* **Exercise instructions**:
Swap "lane-occupancy record" for "traffic log" in the entries beginning with the line that contains "of the iceberg" and continuing through the end of the entries, and reproduce only those lines with nothing else changed.
[BEGIN]
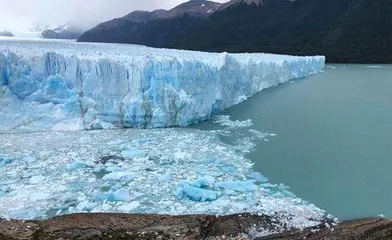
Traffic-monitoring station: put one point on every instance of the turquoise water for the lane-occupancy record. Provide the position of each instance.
(334, 138)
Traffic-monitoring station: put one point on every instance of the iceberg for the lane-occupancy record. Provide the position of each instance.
(54, 85)
(197, 194)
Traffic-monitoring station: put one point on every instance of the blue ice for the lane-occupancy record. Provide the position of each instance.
(197, 194)
(258, 177)
(118, 176)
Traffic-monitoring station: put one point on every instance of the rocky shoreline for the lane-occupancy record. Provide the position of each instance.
(102, 226)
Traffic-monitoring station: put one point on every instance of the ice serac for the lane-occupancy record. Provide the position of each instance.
[END]
* **Output for this exercise**:
Traffic-monitoring station: put one point on every instance of the iceberg for the traffic log. Provide the position of each instance.
(54, 85)
(197, 194)
Traffic-monitoring station: put one point on every instance of the blue ice for the traffic log. Provide the position of each instance.
(197, 194)
(258, 177)
(118, 176)
Traffic-monitoring station: put one point on every instance of the rocky shoreline for the traffic log. Provide the position of each instance.
(102, 226)
Traffic-monitoring station: put one point on every instance of the ice serac for the traffic log. Provide the position of each instance.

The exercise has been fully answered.